THE REQUEST: Put all of the records below into a two-column CSV with the columns input and output. Give each record one row, with its text in one quoted field and its answer in the other, and replace any line breaks inside a field with spaces.

-- Start of GIVEN ENTRIES --

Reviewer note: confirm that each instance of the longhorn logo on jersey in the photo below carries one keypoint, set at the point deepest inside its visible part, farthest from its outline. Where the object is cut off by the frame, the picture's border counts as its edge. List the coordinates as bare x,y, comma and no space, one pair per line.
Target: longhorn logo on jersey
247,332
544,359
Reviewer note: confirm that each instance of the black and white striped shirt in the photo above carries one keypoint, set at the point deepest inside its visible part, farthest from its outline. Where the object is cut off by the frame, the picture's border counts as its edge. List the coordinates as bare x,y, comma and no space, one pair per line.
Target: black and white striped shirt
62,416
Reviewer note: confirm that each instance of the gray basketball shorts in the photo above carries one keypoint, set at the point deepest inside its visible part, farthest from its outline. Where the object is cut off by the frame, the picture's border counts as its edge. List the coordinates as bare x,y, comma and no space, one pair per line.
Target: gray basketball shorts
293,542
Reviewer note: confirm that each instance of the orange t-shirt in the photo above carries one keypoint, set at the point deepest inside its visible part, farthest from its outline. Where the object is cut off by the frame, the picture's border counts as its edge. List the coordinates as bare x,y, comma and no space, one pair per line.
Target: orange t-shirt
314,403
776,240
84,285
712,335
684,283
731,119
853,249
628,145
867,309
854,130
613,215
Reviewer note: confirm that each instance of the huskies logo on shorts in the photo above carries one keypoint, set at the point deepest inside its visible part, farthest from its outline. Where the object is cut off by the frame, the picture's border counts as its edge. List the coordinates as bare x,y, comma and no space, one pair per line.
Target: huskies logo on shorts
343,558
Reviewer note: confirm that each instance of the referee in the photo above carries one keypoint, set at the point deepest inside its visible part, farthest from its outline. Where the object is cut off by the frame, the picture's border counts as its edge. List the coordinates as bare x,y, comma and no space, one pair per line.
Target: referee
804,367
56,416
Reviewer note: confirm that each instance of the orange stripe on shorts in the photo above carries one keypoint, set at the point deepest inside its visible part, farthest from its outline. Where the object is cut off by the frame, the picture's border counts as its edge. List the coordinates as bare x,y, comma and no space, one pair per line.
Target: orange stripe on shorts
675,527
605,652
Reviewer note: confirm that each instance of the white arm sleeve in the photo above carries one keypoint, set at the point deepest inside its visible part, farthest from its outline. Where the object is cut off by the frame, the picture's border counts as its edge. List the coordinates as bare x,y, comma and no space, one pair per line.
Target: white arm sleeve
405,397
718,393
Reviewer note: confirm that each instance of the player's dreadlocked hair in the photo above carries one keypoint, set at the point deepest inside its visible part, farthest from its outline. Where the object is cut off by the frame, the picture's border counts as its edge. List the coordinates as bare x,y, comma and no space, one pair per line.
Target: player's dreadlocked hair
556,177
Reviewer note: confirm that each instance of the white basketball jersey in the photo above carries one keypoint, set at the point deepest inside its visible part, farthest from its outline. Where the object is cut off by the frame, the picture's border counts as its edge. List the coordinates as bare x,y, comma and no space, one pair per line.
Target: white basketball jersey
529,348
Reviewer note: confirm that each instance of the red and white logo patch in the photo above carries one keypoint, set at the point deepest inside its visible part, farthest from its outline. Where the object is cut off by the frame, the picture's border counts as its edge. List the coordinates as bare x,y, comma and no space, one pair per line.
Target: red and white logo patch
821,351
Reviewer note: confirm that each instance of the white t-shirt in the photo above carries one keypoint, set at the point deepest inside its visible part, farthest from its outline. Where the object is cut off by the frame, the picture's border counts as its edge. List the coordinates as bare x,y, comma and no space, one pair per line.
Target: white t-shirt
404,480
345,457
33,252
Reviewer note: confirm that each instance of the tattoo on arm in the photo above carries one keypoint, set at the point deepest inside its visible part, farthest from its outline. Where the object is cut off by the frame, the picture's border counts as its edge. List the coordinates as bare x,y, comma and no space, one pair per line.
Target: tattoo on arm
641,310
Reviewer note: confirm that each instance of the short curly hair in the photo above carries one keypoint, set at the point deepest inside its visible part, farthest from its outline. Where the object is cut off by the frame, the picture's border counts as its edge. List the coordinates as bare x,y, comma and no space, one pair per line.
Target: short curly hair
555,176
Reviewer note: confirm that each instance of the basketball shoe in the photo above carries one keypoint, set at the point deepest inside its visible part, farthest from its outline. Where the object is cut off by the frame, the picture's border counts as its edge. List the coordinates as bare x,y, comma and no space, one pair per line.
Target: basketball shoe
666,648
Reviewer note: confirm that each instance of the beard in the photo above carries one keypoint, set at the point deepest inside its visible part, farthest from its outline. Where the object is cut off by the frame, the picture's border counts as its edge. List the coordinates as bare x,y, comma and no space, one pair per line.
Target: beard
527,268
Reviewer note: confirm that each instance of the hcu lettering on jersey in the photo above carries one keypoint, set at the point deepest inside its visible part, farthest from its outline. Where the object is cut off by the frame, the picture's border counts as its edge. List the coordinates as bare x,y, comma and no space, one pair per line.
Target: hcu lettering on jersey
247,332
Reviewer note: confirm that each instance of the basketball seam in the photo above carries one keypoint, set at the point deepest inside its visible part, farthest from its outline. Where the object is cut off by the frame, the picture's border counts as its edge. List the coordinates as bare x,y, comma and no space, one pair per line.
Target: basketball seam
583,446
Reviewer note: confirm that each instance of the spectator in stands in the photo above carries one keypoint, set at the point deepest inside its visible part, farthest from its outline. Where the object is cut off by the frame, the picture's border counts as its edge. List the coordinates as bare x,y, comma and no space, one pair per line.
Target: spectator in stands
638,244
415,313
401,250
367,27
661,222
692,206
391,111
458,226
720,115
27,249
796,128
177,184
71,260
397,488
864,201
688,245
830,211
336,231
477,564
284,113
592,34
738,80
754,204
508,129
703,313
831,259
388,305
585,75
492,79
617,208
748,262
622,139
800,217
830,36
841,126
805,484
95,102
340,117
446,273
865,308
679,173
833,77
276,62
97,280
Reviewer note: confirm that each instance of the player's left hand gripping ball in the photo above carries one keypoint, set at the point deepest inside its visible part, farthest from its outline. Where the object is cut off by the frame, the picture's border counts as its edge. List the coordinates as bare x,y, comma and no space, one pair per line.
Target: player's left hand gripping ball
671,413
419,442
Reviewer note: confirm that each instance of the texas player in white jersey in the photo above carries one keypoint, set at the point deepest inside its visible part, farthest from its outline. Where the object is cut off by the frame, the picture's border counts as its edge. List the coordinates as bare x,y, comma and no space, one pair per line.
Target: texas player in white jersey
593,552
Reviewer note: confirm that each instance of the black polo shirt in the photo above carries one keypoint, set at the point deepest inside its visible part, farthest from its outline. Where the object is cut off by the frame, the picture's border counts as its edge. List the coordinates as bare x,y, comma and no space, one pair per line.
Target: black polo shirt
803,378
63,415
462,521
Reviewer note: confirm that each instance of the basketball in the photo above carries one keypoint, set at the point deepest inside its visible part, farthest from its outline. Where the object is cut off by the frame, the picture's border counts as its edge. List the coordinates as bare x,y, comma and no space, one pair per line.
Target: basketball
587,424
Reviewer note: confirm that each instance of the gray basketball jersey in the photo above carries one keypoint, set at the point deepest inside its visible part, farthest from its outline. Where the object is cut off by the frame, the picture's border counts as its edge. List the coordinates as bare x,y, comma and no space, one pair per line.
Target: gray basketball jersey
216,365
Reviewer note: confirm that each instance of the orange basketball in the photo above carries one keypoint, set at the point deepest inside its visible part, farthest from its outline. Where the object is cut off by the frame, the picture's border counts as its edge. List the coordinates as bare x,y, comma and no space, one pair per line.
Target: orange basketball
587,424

-- End of GIVEN ENTRIES --

TASK OUTPUT:
input,output
"Reviewer note: confirm that each instance of the longhorn logo on jersey in the photo below carries one keypoint, set at the point deepest inside its visible part, farthest from its outline. Where the object is cut off by the frame, the picture's border counts as its edge. List the coordinates as bare x,y, comma and no space, one pair per line. Target: longhorn logo on jersey","247,332 544,359"
"Reviewer note: confirm that each instance of the black and white striped shirt in the photo above carries one keypoint, set at the point deepest inside its visible part, farthest from its outline. Where the object is cut off by the frame, the picture's border counts as its edge. List the coordinates as bare x,y, comma and no space, one pair per line. Target: black and white striped shirt","62,416"
"Reviewer note: confirm that each instance of the gray basketball shorts in the photo above carries one keypoint, set at the point deepest inside its visible part, farthest from its outline. Where the object is cut off by the frame, the picture's border counts as its edge. List the coordinates as bare x,y, comma and no space, one pair per line. Target: gray basketball shorts","293,542"
"Reviewer note: confirm that each instance of the orange t-shirt in the photo above carries one keypoint, set at the point deepest inside its visible part, farthest from its outline. Where the object is cut off by the frame, the picture's border counts as its edge. List the coordinates as bare x,y, comma and no space, one pair per line. Target: orange t-shirt","314,403 776,240 84,285 712,335 684,283 731,119 853,249 628,145 867,309 854,130 613,215"
"Reviewer note: confirm that each instance of the huskies logo on shorts in the photo above carries one keypoint, set at the point deepest inside its visible part, farthest from its outline. Where the object is cut off by the frame, the picture's border counts as its edge. List the coordinates as bare x,y, comma and no space, one pair per line. Target: huskies logo on shorts","343,558"
"Reviewer note: confirm that each instance of the referee in the photo above carries one keypoint, set at the point deepest inside its visible part, farthest from its outline. Where the object is cut off by the frame, the picture's border counts as its edge. List the coordinates as bare x,y, comma and no space, one pair per line. Target: referee","804,367 56,416"
"Reviewer note: confirm that each instance of the orange stripe on shorts in the photo above carries one keypoint, set at the point deepest inside its visible part, farthest from its outline. Where the object is cut off by the frame, the picture's border counts as its edge. List the coordinates as bare x,y, comma and no space, one pair per line. Target: orange stripe on shorts","675,527 605,652"
"Reviewer note: confirm that each instance of the white arm sleeve in the photo above carries one keypoint, set at the point deepest inside its visible part, farthest from its outline. Where the object is cut off by the frame, the picture's border counts as its edge. List the coordinates as bare x,y, comma and no space, one pair per line. Target: white arm sleeve","405,397 718,393"
"Reviewer note: confirm that each instance of the player's dreadlocked hair in the photo above carries one keypoint, set at the point deepest inside its visible part, farthest from its outline. Where the object is cut off by the frame, the picture's border counts as its edge. List the coordinates as bare x,y, comma and no space, one pair per line. Target: player's dreadlocked hair","556,177"
"Reviewer note: confirm that each instance of the white basketball jersey in the photo above carries one keypoint, set at the point deepest inside its visible part, farthest from its outline. Where the object is cut off by the frame, the picture's border counts as its edge. List the coordinates as bare x,y, comma and no space, one pair per line. Target: white basketball jersey","529,348"
"Reviewer note: confirm that each instance of the red and white logo patch in the photo above carries one keypoint, set at the point deepest inside its visible part, farthest from its outline. Where the object is cut off by the frame, the picture's border counts as its edge. List the coordinates as bare x,y, comma and no space, one pair per line. Target: red and white logo patch","821,351"
"Reviewer note: confirm that each instance of the white t-shirt in the photo above carries one keypoint, set at the point deepest inside its visible part, farthest from its outline. Where the object is cut off by the frame, the picture's border counts as its edge. List the coordinates as bare x,y, comma and no space, one pair per line. Target: white t-shirt","404,480 345,457 33,252"
"Reviewer note: confirm that each instance of the tattoo on arm in the photo above carries one keypoint, set at the point deepest inside its visible part, farthest from its outline. Where the object is cut off by the frame, the picture's border counts as its edge. List the coordinates as bare x,y, comma and no space, one pair per line. Target: tattoo on arm","641,310"
"Reviewer note: confirm that each instance of the short curly hair in the photo above carries one keypoint, set at the point deepest inside its visible part, farthest from its outline. Where the object is cut off by the frame, the picture's border counts as its edge. List the coordinates as bare x,y, comma and no space, one pair per line. Target: short curly hair","555,176"
"Reviewer note: confirm that each instance of the basketball shoe in the photo above carries one keypoint, set at the point deepest inside its visible part, farthest from its outline. Where the object is cut off by the frame, the picture's border counts as its edge. List the coordinates as bare x,y, comma and no space, one pair per line. Target: basketball shoe","666,648"
"Reviewer note: confirm that each instance of the beard in the photo above carries one keypoint, set at the point deepest inside its visible part, farthest from its outline. Where the object is cut off by the frame, the picture's border counts as its edge. List the coordinates as bare x,y, comma and no space, one pair per line. Target: beard","527,268"
"Reviewer note: confirm that each instance of the hcu lettering on jersey in the photo above carries one keypoint, set at the point deepest inside its visible part, farthest from its outline. Where the object is cut off by the frame, the picture's border counts as its edge. List the coordinates as bare x,y, comma and no space, one pair per line. Target: hcu lettering on jersey","247,332"
"Reviewer note: confirm that each instance of the basketball seam in the photo above carries one keypoint, set at the point deepest inside its visible part, farthest from its outline. Where the object is cut off by the frame, the picture's border counts as its edge. List the coordinates as bare x,y, comma and no space, one pair per line. Target: basketball seam","583,446"
"Reviewer note: confirm that each instance of the spectator in stands in the photo above carries one keypoint, set at the point deepest inside its visible part, farthest from its outline. Where the object is cut off by the frame, the picture's border counts as its edge. List the coordinates as bare x,y, comma and no space, one pair per line. Target: spectator in stands","638,244 415,313 401,250 367,27 661,222 692,206 391,111 458,226 720,115 27,249 796,128 177,184 71,260 397,488 864,201 688,245 830,211 336,231 477,564 284,113 592,34 738,80 754,204 508,129 703,313 831,259 388,305 585,75 492,79 617,208 748,262 622,139 800,217 830,36 841,126 805,484 95,102 340,117 446,273 865,308 679,173 833,77 276,62 97,280"
"Reviewer note: confirm that each instance of the player's left hand gripping ball in the photo above carries one keypoint, set at the point deepest inside its visible part, farthest from its outline. Where the object is cut off by the frame, the picture's border counts as its edge. List the coordinates as bare x,y, comma and no space, one pair per line. Target: player's left hand gripping ball","671,413 419,442"
"Reviewer note: confirm that each instance of the texas player in white jersey in the photo above carries one keypoint, set at the point deepest inside its visible part, farthest from its outline. Where the object is cut off by the frame, the picture's border counts as its edge. List the coordinates as bare x,y, comma and no space, one pair per line. Target: texas player in white jersey","593,552"
"Reviewer note: confirm that each instance of the black polo shirt in the photo above carries one keypoint, set at the point deepest inside its visible part, farthest from its outline. Where the object is cut off by the frame, the picture's border counts as its edge. List the coordinates as bare x,y, comma and no space, one pair per line. Target: black polo shirt","803,378 63,415 462,521"
"Reviewer note: confirm that each instance of the basketball in the photo above carries one keypoint, set at the point deepest inside its visible part, farthest from its outline. Where the object is cut off by the frame, the picture's border counts as its edge. List the coordinates as bare x,y, comma and no space, one pair per line. Target: basketball","587,424"
"Reviewer note: confirm that each instance of the gray basketball jersey in the photo above carries one keypoint, set at the point deepest inside its visible part, farthest from its outline. Where the object is cut off by the frame, the picture's border counts as its edge. List the coordinates as bare x,y, comma and no space, one pair per line. Target: gray basketball jersey","216,365"
"Reviewer note: confirm that each instance of the orange basketball in the photo above carries one keypoint, set at the point deepest inside its visible part, farthest from its outline. Where the object is cut off by the frame, the picture's border counts as its edge. List the coordinates as bare x,y, comma and no space, one pair per line. Target: orange basketball","587,424"